## What the task asks
After locating "Target: metal shelving unit" in the listing below, copy that line and each one after it exactly, ending with the line that has "Every instance gets one point. Tag the gold star".

## Data provided
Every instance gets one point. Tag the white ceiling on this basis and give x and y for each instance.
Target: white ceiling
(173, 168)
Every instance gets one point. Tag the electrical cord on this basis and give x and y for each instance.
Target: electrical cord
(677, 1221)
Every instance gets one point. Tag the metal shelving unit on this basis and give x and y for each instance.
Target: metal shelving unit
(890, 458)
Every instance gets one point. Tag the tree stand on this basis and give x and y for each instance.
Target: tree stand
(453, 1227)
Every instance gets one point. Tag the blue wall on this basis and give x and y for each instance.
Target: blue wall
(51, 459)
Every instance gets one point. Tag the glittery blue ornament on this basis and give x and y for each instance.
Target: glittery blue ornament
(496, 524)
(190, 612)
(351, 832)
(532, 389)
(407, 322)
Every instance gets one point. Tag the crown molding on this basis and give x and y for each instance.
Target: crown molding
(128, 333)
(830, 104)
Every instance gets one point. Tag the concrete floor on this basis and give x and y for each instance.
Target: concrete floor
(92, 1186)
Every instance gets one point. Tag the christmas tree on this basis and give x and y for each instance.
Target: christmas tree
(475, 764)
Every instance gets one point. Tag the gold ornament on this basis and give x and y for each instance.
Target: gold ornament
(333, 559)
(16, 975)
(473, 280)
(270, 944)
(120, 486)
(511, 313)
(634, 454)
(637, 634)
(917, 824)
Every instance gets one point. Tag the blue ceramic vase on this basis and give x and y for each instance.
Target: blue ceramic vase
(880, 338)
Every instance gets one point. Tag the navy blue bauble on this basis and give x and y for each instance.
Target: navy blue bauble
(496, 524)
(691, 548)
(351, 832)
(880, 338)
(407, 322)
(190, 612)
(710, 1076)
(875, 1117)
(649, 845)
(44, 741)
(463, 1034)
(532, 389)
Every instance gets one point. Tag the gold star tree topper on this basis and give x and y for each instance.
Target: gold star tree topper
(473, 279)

## Reply
Target: metal shelving unit
(890, 458)
Every instance gets one point. Tag the tree stand on this basis and give x and y for each instance.
Target: tree stand
(453, 1227)
Every instance gets one point. Tag the blue wall on this basis and give x and y for each instance.
Target: blue wall
(51, 459)
Every instance gets one point. Tag the glittery blue ornament on this basis and give x and y for each instance.
Target: glittery blue ornament
(496, 524)
(190, 612)
(351, 832)
(532, 389)
(407, 322)
Every instance gets one point. Tag the crown molding on this basis and give x and y for each instance.
Target: crown molding
(128, 333)
(830, 104)
Every instance gets one point. Tag the concrete floor on this basis and give x and y for each instance.
Target: concrete floor
(92, 1186)
Every instance gets one point. Tag the christmas tree on this basis and give x and y for each instance.
Target: christmas tree
(475, 764)
Every instance gets one point. Tag the gold ornament on this basis and give x and y for each instance.
Target: gold ornament
(333, 559)
(16, 975)
(473, 280)
(270, 944)
(120, 486)
(511, 313)
(634, 454)
(637, 634)
(917, 824)
Every instance gets one point. Tag the blue ceramic vase on this basis and give x and y for each instance.
Target: blue ceramic vase
(880, 338)
Every instance gets one point. Tag the navy blue bauble on this basis and give x and y for each instance.
Target: navy blue bauble
(496, 524)
(691, 548)
(351, 832)
(880, 338)
(407, 322)
(190, 612)
(710, 1076)
(875, 1117)
(649, 845)
(44, 741)
(463, 1034)
(532, 389)
Every instance gets one point. Tag the gold star tree topper on this basis and give x and y for each instance.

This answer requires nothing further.